# [Brief]
Throughout the listing that follows, find each line with the word "below" and copy it.

# [Supplied material]
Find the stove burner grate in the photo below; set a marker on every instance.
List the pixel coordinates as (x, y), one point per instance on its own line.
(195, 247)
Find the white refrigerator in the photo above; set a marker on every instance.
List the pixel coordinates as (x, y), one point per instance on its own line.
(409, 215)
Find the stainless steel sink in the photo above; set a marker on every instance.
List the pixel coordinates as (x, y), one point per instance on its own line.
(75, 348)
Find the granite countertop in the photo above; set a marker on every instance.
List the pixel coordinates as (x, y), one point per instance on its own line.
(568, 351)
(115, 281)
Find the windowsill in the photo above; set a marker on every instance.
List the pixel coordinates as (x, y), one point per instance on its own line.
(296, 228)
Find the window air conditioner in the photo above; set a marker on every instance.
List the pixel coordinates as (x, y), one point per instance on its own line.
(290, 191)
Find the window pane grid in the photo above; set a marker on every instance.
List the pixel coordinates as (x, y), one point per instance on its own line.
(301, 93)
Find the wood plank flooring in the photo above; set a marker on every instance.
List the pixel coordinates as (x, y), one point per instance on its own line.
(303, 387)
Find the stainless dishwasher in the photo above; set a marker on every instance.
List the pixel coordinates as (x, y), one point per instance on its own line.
...
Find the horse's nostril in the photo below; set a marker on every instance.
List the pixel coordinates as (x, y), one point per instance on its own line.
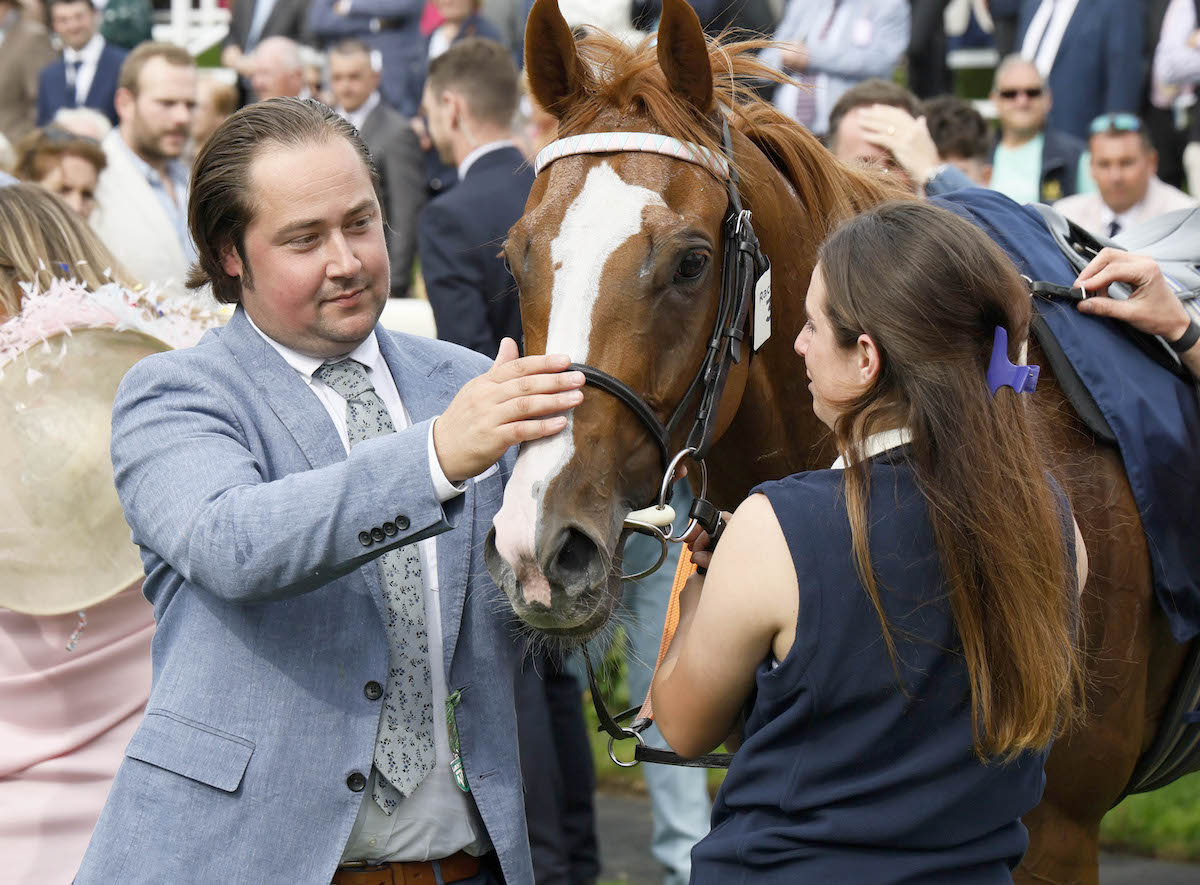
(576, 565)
* * *
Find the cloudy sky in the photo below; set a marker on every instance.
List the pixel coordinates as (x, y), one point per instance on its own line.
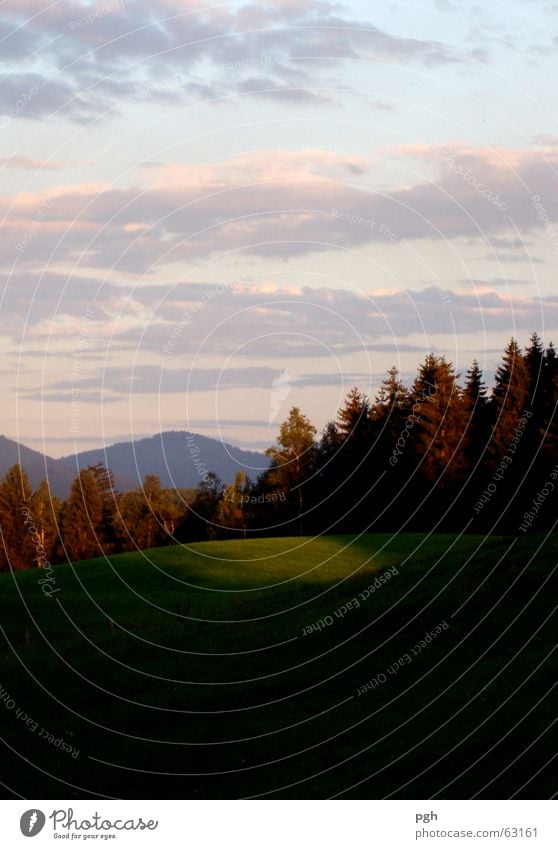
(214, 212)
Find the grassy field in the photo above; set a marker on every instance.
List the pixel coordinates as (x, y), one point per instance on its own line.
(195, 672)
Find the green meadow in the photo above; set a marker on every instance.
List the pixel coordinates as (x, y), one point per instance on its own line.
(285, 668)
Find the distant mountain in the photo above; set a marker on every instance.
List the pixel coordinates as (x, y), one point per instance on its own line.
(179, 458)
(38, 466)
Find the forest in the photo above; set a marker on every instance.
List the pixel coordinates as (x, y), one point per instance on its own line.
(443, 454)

# [Answer box]
Find the stove burner grate in the photo below; set a marker on every instance.
Find the horse's nostril in the photo below; set a marker on every instance.
Find the cloudy sky in the photo below; set a marker on every instance.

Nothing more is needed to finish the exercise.